§ **Exercise tasks**:
a) Decide whether each statement agrees with the article on Sixto Sanchez's promotion. Answer yes or no, and quote the deciding words. (i) Sanchez turned 19 last week. (ii) Sanchez will start Saturday night for Lakewood. (iii) Sanchez's breaking pitches are a change-up and a curveball.
b) Answer these questions from the article on Sixto Sanchez's promotion.
(i) Who is the Phillies general manager?
(ii) In which league was there nothing left for Sanchez to accomplish?
(iii) What nationality does the article give for Sanchez?
c) Write the next part of the article on Sixto Sanchez's promotion, continuing after its final sentence.

§ **Text excerpt**:
──────

The Florida State League will offer a better proving ground for Sanchez's breaking pitches, a change-up and curveball, which still have room for growth.

Sixto Sanchez has been promoted to Clearwater from Lakewood, where he dominated.
Sixto Sanchez has been promoted to Clearwater from Lakewood, where he dominated.Read moreYONG KIM / Staff Photographer

DENVER — Sixto Sanchez possesses an arm that can tempt even the most reserved baseball man, and that is the constant allure of the young Dominican pitcher. It is tempting to think about what he can become. It is tempting to think about fast-tracking him to the majors. It is tempting to think about how everything else could fall into place around him.

"We understand this is a young kid who is relatively new to pitching and has an electric arm," Phillies general manager Matt Klentak said Friday. "We're committed to doing the right thing for his own development. Right now, we're focused on managing the workload, but also making sure he's properly challenged."

That is why Sanchez, who turned 19 last week, will start Saturday night for high-A Clearwater. There was nothing left for him to accomplish in the South Atlantic League. So the Phillies promoted the teenager.

──────

§ **Stored data entries**:
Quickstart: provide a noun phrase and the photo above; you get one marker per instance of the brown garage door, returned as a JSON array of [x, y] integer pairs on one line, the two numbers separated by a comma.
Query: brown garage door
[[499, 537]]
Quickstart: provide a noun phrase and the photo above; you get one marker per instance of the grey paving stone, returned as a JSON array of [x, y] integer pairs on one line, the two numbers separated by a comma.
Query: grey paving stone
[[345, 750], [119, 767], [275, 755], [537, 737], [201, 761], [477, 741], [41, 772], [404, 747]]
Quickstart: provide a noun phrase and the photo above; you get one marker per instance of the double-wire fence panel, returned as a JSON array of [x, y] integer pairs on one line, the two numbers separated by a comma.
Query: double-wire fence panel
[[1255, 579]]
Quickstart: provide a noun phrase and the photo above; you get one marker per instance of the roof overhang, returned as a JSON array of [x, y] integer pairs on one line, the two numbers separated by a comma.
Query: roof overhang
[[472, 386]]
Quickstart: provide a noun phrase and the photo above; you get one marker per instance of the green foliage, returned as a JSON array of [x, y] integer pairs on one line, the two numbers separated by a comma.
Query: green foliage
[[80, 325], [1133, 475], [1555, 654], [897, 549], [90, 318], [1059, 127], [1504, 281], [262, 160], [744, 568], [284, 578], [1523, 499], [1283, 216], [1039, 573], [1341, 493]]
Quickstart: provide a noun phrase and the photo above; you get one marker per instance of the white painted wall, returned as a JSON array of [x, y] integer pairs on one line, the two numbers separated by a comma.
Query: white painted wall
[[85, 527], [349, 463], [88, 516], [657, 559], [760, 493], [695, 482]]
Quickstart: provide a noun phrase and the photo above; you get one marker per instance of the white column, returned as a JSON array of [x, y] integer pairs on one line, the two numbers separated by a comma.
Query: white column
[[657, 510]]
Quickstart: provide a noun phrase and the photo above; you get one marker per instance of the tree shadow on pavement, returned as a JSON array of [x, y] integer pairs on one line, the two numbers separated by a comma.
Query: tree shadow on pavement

──────

§ **Responses to the exercise**:
a)
(i) Yes: "Sanchez, who turned 19 last week"
(ii) No: "will start Saturday night for high-A Clearwater"
(iii) Yes: "Sanchez's breaking pitches, a change-up and curveball"

b)
(i) Matt Klentak
(ii) The South Atlantic League
(iii) Dominican

c)
He'll finish the season — his first full professional season — in the Florida State League.

Sanchez has emerged this season as one of the top arms in the minor leagues. He made 13 starts with low-A Lakewood and posted a 2.41 ERA. He struck out 64 and walked nine in 67 1/3 innings. Just one of the 256 batters he faced hit a home run. Opponents batted .191 against him with a total of 10 extra-base hits in 241 at-bats.

It was time for a new test.

"In the South Atlantic League, he can pitch off his fastball and get through lineups pretty easily," Klentak said. "Moving to the Florida State League, he'll need to use his secondary stuff more. It's a good developmental challenge for him."

The Phillies have handled Sanchez, a Dominican righthander who signed for $35,000, with caution. He remains far from the majors and is inexperienced. They have capped his innings; if he pitches five innings in each of his remaining starts for Clearwater, he could last until the very end of the minor-league season.

Sanchez throws his fastball in the high 90s and can hit triple digits with the pitch, a pitch that he commands well even with the extreme velocity. Clearwater is a better proving ground for his breaking pitches, a change-up and curveball, which can improve.

The promotion is an aggressive one. Sanchez will be the youngest starting pitcher in the entire Florida State League.

The most recent comparable is Julio Urias, who reached the majors with Los Angeles a few months before his 20th birthday. He pitched 100 1/3 innings with the Dodgers last season and this before he succumbed to a major shoulder injury. Urias underwent left anterior capsule surgery in June. He is expected to miss 12-14 months, and how his arm will respond from a rare procedure is unknown.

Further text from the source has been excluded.